Reproduce each line of the entries below as a numbered list, omitting any blank lines.

[start RECORDS]

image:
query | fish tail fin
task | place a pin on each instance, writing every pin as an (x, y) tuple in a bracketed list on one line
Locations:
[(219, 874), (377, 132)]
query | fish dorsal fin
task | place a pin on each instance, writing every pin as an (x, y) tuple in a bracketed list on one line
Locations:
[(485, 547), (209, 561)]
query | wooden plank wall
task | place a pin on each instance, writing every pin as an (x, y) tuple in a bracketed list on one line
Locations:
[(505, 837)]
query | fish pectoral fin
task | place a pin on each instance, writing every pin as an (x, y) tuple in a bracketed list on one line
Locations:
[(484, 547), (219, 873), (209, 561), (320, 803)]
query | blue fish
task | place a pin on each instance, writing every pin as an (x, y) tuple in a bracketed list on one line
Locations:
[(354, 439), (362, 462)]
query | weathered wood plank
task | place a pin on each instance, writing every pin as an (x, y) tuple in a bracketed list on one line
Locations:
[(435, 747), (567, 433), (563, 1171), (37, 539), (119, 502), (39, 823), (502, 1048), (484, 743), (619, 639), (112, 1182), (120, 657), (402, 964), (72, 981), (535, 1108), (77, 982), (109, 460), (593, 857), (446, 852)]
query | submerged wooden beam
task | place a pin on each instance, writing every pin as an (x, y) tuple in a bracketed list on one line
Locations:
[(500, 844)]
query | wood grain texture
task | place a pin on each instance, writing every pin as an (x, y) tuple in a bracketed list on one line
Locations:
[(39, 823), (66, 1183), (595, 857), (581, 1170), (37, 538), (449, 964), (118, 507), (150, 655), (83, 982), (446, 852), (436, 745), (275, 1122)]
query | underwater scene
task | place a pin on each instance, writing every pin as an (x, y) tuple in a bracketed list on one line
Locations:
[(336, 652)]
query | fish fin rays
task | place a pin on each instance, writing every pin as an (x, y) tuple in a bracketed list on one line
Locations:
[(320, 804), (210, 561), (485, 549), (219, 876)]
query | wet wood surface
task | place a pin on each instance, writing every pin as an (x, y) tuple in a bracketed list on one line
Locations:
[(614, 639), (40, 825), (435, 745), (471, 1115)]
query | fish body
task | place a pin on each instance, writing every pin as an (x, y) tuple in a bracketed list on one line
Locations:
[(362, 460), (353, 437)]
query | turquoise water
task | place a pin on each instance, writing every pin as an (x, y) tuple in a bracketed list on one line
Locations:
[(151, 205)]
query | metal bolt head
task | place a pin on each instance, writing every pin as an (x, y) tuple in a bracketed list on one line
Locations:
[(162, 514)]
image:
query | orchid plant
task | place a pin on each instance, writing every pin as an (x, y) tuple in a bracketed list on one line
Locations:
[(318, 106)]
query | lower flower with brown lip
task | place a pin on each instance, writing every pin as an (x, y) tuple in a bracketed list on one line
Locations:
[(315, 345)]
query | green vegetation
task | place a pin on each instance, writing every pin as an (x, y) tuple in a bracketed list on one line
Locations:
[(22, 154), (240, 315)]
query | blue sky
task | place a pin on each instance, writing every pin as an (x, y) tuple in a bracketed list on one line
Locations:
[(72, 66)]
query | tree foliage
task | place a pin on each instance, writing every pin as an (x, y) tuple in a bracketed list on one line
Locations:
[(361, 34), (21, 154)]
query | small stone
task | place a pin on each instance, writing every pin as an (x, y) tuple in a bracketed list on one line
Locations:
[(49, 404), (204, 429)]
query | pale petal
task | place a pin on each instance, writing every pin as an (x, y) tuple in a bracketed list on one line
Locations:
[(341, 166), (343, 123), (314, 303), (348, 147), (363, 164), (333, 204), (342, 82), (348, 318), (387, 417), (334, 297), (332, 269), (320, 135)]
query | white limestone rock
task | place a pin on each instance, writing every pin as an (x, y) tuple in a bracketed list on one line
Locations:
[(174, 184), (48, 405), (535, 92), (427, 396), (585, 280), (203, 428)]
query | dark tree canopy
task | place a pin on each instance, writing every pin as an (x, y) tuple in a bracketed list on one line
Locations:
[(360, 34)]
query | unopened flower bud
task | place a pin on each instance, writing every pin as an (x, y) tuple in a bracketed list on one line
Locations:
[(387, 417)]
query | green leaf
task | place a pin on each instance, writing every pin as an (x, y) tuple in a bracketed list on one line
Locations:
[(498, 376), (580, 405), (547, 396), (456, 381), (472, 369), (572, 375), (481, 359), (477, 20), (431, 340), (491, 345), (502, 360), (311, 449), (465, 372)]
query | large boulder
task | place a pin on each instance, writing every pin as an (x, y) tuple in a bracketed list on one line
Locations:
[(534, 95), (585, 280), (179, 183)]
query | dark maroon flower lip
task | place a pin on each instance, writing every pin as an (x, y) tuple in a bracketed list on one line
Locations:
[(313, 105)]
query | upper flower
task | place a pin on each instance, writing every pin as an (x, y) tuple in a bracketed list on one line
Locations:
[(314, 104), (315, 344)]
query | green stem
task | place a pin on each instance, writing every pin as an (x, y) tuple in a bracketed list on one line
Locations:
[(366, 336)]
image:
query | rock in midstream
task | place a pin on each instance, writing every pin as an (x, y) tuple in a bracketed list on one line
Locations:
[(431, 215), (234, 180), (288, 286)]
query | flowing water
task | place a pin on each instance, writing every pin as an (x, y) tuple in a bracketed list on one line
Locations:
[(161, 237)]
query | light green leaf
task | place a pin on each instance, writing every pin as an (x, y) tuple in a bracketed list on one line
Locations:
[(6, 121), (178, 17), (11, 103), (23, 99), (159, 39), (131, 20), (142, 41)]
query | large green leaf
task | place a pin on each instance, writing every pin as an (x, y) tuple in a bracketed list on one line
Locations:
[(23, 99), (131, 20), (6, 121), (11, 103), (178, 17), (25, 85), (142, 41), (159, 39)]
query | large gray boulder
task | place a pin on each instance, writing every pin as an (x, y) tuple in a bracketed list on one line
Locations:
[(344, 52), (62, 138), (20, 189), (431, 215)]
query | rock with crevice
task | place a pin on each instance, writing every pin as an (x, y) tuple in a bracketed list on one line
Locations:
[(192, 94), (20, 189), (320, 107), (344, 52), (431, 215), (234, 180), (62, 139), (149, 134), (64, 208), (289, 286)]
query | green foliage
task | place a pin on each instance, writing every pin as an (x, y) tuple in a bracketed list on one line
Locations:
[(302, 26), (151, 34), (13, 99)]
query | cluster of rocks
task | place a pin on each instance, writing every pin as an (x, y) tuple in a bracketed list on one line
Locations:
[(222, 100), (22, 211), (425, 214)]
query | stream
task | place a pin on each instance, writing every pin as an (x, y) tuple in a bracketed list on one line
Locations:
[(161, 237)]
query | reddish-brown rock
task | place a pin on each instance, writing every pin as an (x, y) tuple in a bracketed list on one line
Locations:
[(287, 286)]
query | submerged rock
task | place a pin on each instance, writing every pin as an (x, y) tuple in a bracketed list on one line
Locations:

[end RECORDS]

## ANSWER TO THIS EXERCISE
1. image:
2. query | fish tail fin
3. task | place a pin on each instance, writing every pin as an (x, y) tuple in a bracketed list on one line
4. Locations:
5. [(219, 874), (377, 132)]
6. query | fish dorsal fin
7. task | place a pin on each instance, writing every pin as an (x, y) tuple in a bracketed list on one line
8. Locations:
9. [(485, 547), (209, 561)]
10. query | wooden plank wall
11. task | place a pin on each instance, writing every pin as an (x, y) tuple in a bracketed list on one line
12. Locations:
13. [(505, 837)]
14. query | fish pectoral fin
15. task | place a pin on each instance, writing every pin as an (x, y) tuple in a bracketed list on one line
16. Locations:
17. [(484, 547), (219, 873), (209, 561), (320, 803)]
18. query | blue fish
19. task | place a pin on each instance, writing every pin as an (x, y) tuple in a bracketed list on one line
20. Locations:
21. [(354, 439), (362, 462)]
22. query | weathered wood plank
23. task | place a pin on each instance, writing every pin as an (x, y) tuple in a bracketed list on one line
24. Locations:
25. [(435, 747), (567, 433), (563, 1171), (37, 539), (119, 502), (39, 823), (502, 1048), (484, 743), (619, 639), (112, 1182), (120, 657), (402, 964), (72, 981), (535, 1108), (77, 982), (109, 460), (593, 857), (446, 852)]
26. query | submerged wooden beam
27. task | place a pin on each instance, writing every pin as an (x, y) tuple in a bracketed list on one line
28. Locations:
29. [(500, 844)]
30. query | wood grain texture
31. task | place a pin on each instance, writing every pin as an (x, y) tuple in a bracketed list on one line
32. Locations:
33. [(39, 823), (66, 1183), (595, 857), (581, 1170), (37, 538), (449, 964), (118, 507), (150, 655), (83, 982), (446, 852), (436, 745), (275, 1122)]
34. query | underwater scene
35. task | place a pin on each instance, writing every pin as an (x, y) tuple in a bracketed list on one line
36. Locations:
37. [(336, 652)]
38. query | fish fin rays
39. task | place a pin on each instance, writing every pin as an (x, y) tuple in a bracketed list on one line
40. Locations:
41. [(320, 804), (210, 561), (485, 549), (219, 876)]
42. query | wet wood surface
43. task | place a pin on each instance, writing every pin as an (x, y) tuple in a bracketed list on one line
44. Locations:
45. [(614, 639), (40, 825), (435, 745), (471, 1115)]
46. query | fish body
47. task | place a pin on each instance, writing every pin as an (x, y) tuple in a bracketed list on one line
48. Locations:
49. [(362, 460), (353, 437)]
50. query | turquoise water
51. task | place a pin on each instance, writing every pin as an (x, y) tuple in a bracketed list on one line
52. Locations:
53. [(151, 205)]
54. query | metal bolt head
55. task | place a pin on each instance, writing every pin as an (x, y) tuple in a bracketed list on one line
56. Locations:
57. [(162, 514)]
58. image:
59. query | orchid plant
60. task | place a pin on each instance, writing every pin as an (x, y) tuple in a bracketed list on one line
61. Locations:
62. [(318, 106)]
63. query | lower flower with brown lip
64. task | place a pin on each instance, writing every pin as an (x, y) tuple in a bracketed list on one line
65. Locations:
66. [(315, 345)]
67. query | green vegetation
68. task | place a pin on each instance, writing every pin as an (x, y) tuple in a bracketed list on one line
69. Locations:
70. [(22, 154), (240, 315)]
71. query | blue sky
72. task | place a pin on each instance, writing every pin as an (x, y) tuple in a bracketed list on one line
73. Locations:
74. [(72, 66)]
75. query | tree foliage
76. task | place a pin on each instance, writing every pin as an (x, y) tuple in a bracketed list on one line
77. Locations:
78. [(361, 34), (21, 154)]
79. query | small stone
80. task | place a pin on each instance, writing every pin as an (x, y) tuple in a bracketed list on one line
81. Locations:
82. [(49, 404), (204, 429)]
83. query | pale petal
84. task | place a pin on each instance, writing every pin as an (x, y) tuple in a bracketed list on one line
85. Locations:
86. [(341, 166), (343, 123), (314, 303), (348, 147), (363, 164), (333, 204), (342, 82), (348, 318), (387, 417), (334, 297), (332, 269), (320, 135)]
87. query | white limestone rock
88. task | place a pin on each instance, writing every pin as an (x, y) tuple in a bracketed list on one line
89. Locations:
90. [(174, 184), (48, 405), (535, 92), (427, 396), (585, 280), (203, 428)]
91. query | dark tree canopy
92. task | place a pin on each instance, writing every pin as an (x, y) tuple in a bracketed list on one line
93. Locations:
94. [(360, 34)]
95. query | unopened flower bud
96. task | place a pin on each instance, writing every pin as an (x, y) tuple in a bracketed list on one line
97. Locations:
98. [(387, 417)]
99. query | green leaf
100. task | place a pin on each instance, writing every pin as an (x, y) tuple in a bracketed list on one line
101. Locations:
102. [(498, 376), (580, 405), (547, 396), (456, 381), (472, 369), (572, 375), (481, 359), (477, 20), (431, 340), (491, 345), (502, 360), (311, 449), (465, 372)]
103. query | large boulder
104. task | place a pin on each instance, writing every pin as an (x, y) tuple in a bracketed list on one line
105. Locations:
106. [(534, 95), (585, 280), (179, 183)]
107. query | dark maroon flower lip
108. task | place a pin on each instance, writing every pin as an (x, y) tuple in a bracketed list on one line
109. Locations:
110. [(313, 105)]
111. query | upper flower
112. task | place a pin on each instance, writing every pin as an (x, y) tuple in a bracketed list on one line
113. Locations:
114. [(314, 104), (315, 344)]
115. query | green stem
116. task | place a pin on each instance, writing every pin as an (x, y) tuple in a bracketed list on one line
117. Locations:
118. [(366, 336)]
119. image:
120. query | rock in midstream
121. task | place a pin on each instance, writing every pin as an (x, y) tuple in a bracketed list on one line
122. Locations:
123. [(431, 215), (234, 180), (288, 286)]
124. query | flowing water
125. task | place a pin on each instance, writing every pin as an (x, y) tuple in a bracketed list on one line
126. Locations:
127. [(161, 237)]
128. query | light green leaf
129. task | place a pin on each instance, writing every pin as an (x, y) tuple in a bracketed list on one line
130. Locations:
131. [(6, 121), (178, 17), (11, 103), (23, 99), (159, 39), (131, 20), (142, 41)]
132. query | large green leaf
133. task | place a pin on each instance, writing every pin as an (x, y) tuple in a bracketed list on one line
134. Locations:
135. [(23, 99), (131, 20), (6, 121), (11, 103), (178, 17), (25, 85), (142, 41), (159, 39)]
136. query | large gray boulder
137. task | place a pin on each instance, writing every pin as an (x, y) tuple in a bracketed list on one line
138. Locations:
139. [(344, 52), (62, 138), (20, 189), (431, 215)]
140. query | rock with crevice
141. task | place a pin on each instance, writing every pin as an (x, y) tuple in a bracketed list on one line
142. Locations:
143. [(192, 94), (20, 189), (320, 107), (344, 52), (431, 215), (234, 180), (62, 139), (149, 134), (64, 208), (289, 286)]
144. query | green foliage
145. task | place a pin on each instance, writing every pin as an (x, y) tuple in a bracketed list on one line
146. Locations:
147. [(302, 26), (151, 34), (13, 99)]
148. query | cluster of rocks
149. task | place a pin on each instance, writing every pin as an (x, y) tuple in a bracketed list on one line
150. Locations:
151. [(222, 100), (22, 211), (425, 214)]
152. query | stream
153. task | place a pin on each instance, writing every pin as an (x, y) tuple in a bracketed list on one line
154. Locations:
155. [(161, 237)]
156. query | reddish-brown rock
157. task | place a pin on each instance, writing every pin as an (x, y) tuple in a bracketed list on one line
158. Locations:
159. [(287, 286)]
160. query | submerged rock
161. task | place a pin on each instance, writing every pin as an (x, y) tuple in a bracketed list on one line
162. Locations:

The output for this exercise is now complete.